SHORT TASK - Determine how many of the lines below contain the string "road", with case taken into account. Reply with the number alone.

DATASET EXTRACT -
>>>

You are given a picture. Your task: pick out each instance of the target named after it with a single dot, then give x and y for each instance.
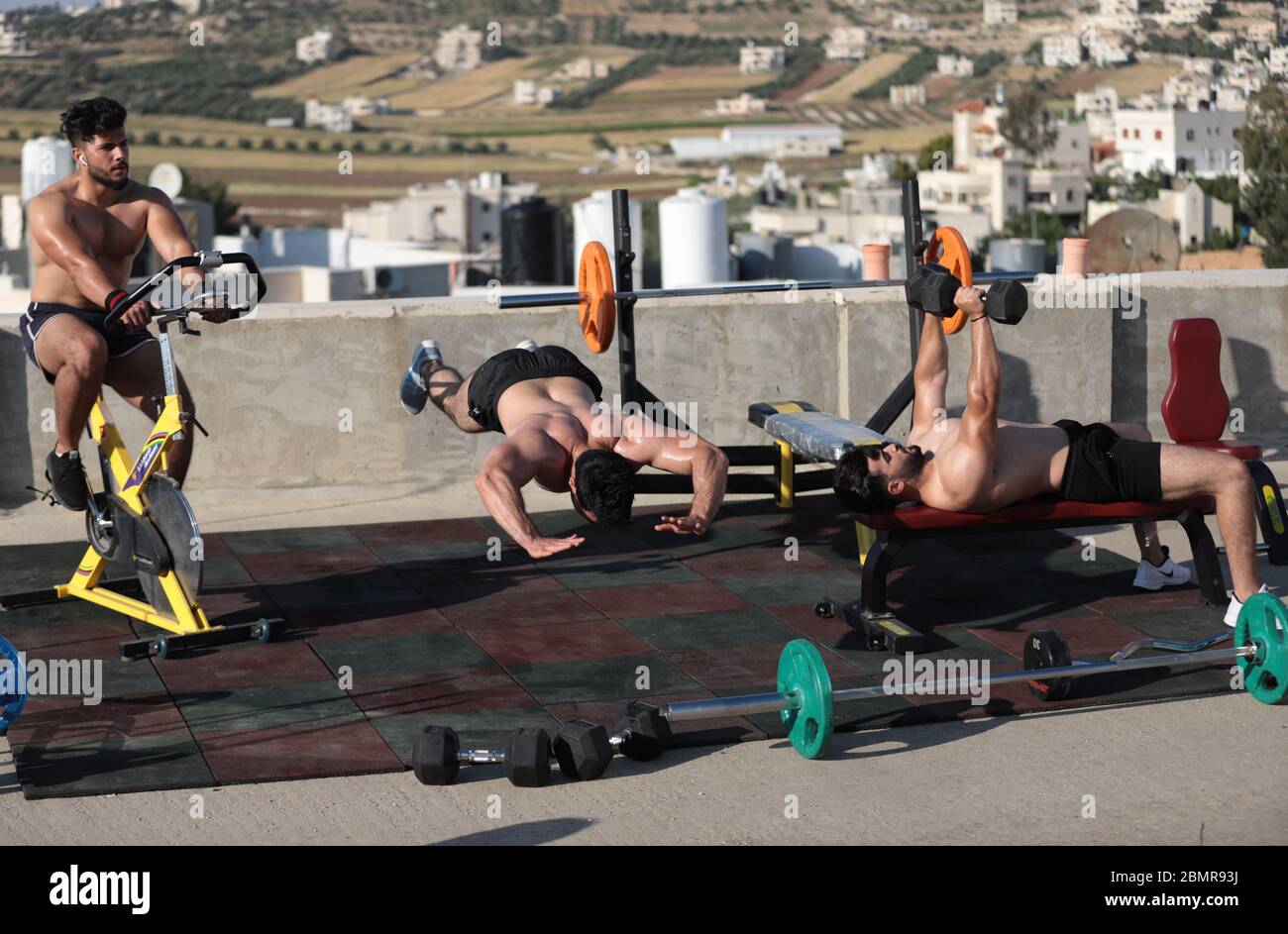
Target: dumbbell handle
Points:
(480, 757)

<<<
>>>

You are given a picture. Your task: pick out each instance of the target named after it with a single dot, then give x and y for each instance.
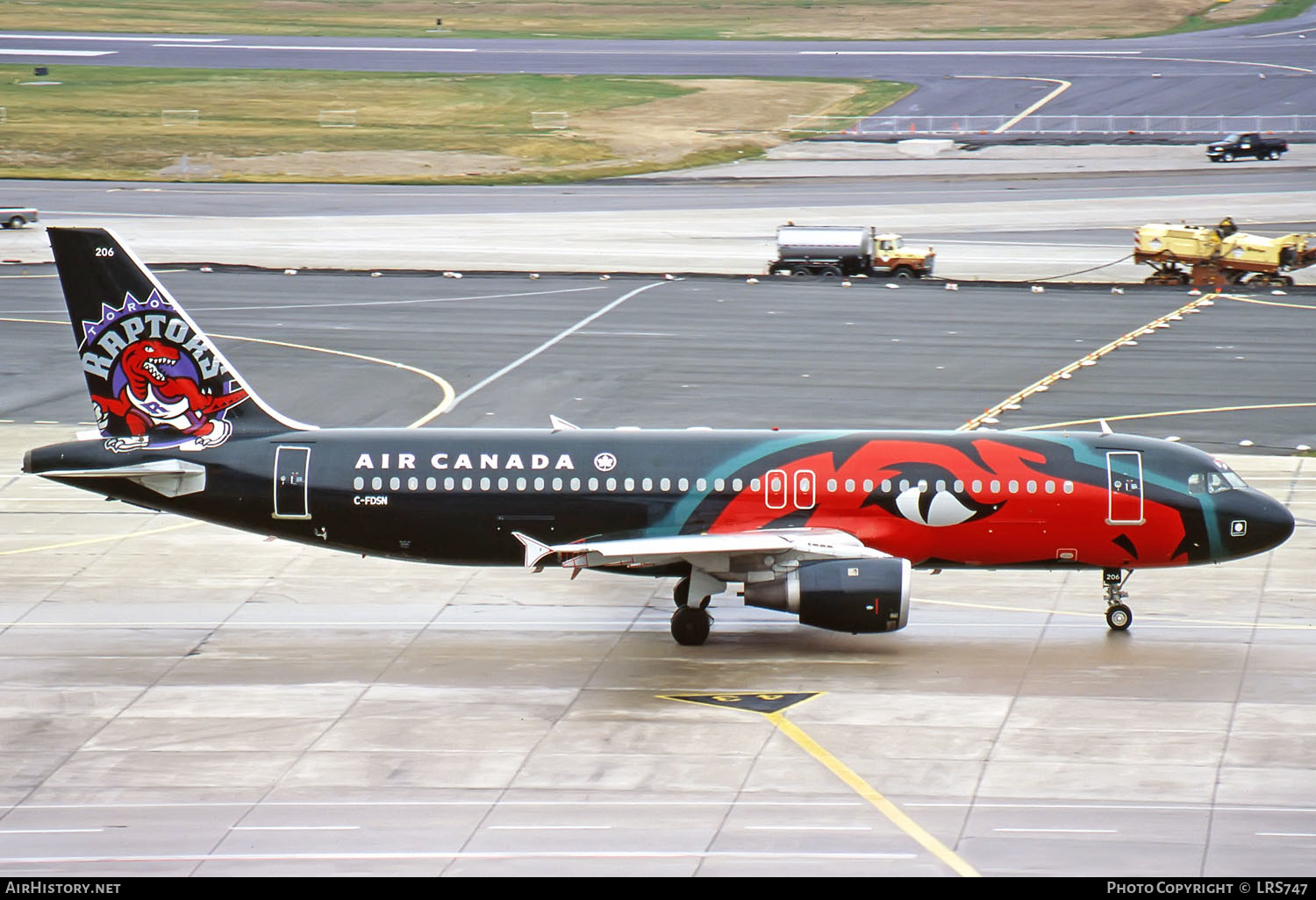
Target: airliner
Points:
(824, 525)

<<<
>>>

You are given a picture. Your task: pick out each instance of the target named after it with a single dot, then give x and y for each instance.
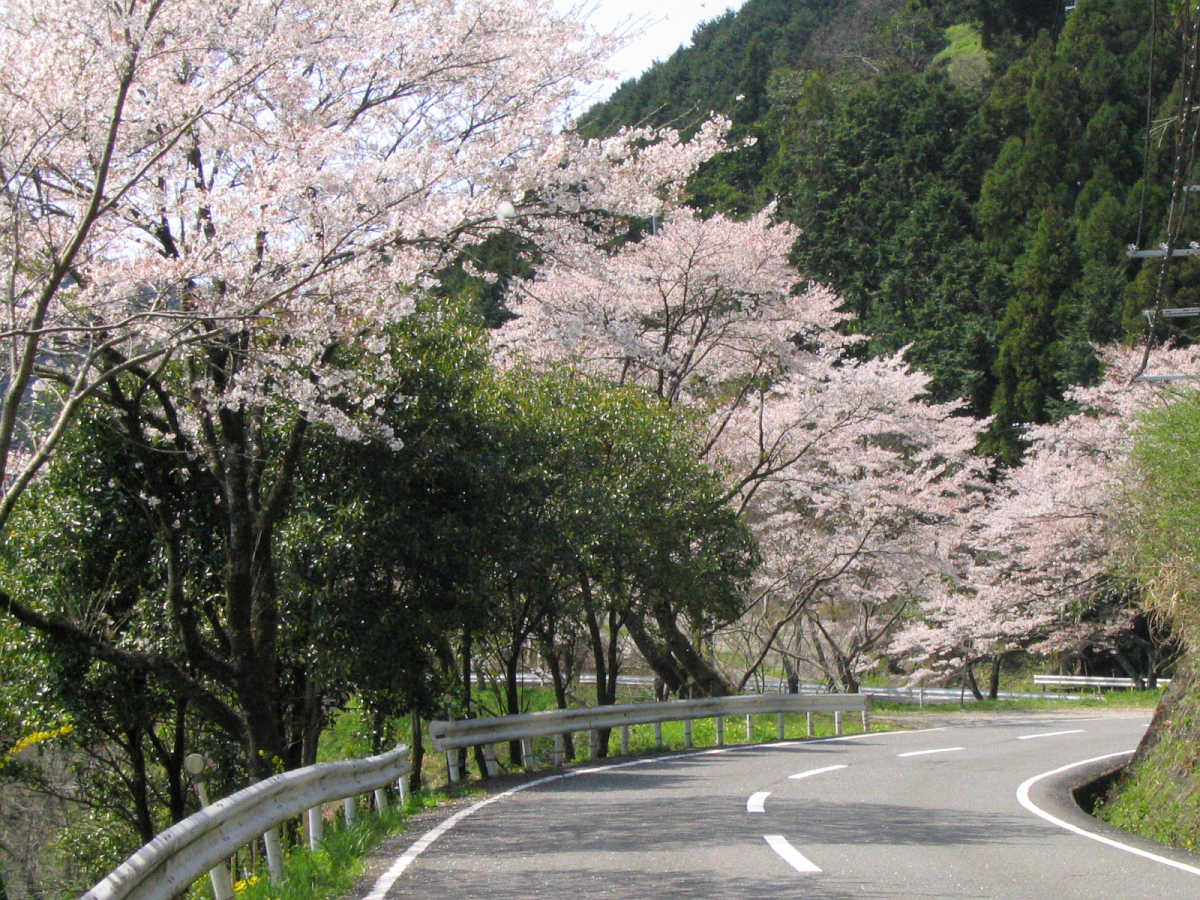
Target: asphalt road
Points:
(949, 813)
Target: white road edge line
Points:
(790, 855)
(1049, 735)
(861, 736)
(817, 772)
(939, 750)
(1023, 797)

<<<

TASK RESPONSE - 2